++++ DATA FOR ANALYSIS ++++
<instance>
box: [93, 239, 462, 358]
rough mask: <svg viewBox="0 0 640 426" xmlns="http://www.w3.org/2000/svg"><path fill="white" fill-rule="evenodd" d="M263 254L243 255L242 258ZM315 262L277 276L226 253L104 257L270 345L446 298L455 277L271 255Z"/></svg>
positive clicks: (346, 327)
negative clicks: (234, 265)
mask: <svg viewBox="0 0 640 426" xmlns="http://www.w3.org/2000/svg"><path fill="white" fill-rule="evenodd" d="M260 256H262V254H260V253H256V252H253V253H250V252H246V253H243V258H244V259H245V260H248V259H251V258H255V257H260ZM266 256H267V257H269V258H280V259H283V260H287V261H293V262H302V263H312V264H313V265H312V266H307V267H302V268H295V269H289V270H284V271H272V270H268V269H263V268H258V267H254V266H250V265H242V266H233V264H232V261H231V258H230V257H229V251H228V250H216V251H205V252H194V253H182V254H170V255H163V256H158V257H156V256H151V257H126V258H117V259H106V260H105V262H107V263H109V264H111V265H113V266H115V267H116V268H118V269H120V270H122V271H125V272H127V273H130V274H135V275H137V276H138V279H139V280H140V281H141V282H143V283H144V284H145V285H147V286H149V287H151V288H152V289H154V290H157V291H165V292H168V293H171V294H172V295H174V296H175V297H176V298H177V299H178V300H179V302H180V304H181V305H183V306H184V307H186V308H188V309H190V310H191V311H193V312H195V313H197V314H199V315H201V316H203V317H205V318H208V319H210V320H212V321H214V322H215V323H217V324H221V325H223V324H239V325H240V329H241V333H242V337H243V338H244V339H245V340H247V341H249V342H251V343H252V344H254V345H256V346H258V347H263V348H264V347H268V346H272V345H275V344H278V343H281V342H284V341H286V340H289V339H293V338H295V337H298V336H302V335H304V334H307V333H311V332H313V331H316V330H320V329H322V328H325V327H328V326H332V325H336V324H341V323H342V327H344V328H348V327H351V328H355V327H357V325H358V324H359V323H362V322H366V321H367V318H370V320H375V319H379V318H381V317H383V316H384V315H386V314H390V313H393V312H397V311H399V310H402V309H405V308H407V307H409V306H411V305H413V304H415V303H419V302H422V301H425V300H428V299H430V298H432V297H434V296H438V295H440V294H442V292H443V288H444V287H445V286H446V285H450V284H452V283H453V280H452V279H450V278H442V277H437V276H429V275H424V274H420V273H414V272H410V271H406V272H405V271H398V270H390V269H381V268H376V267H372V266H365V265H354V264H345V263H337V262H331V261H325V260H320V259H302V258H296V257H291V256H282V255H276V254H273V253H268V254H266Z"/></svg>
++++
■ TASK DIRECTIONS: Write out again, exactly, the lines from the start of the entries up to and including the one with "rough mask: <svg". Nothing else belongs in the reply.

■ ANSWER TO THIS TASK:
<instance>
box: [93, 239, 462, 358]
rough mask: <svg viewBox="0 0 640 426" xmlns="http://www.w3.org/2000/svg"><path fill="white" fill-rule="evenodd" d="M263 254L243 255L242 258ZM315 262L277 276L226 253L104 257L270 345L446 298L455 277L271 255Z"/></svg>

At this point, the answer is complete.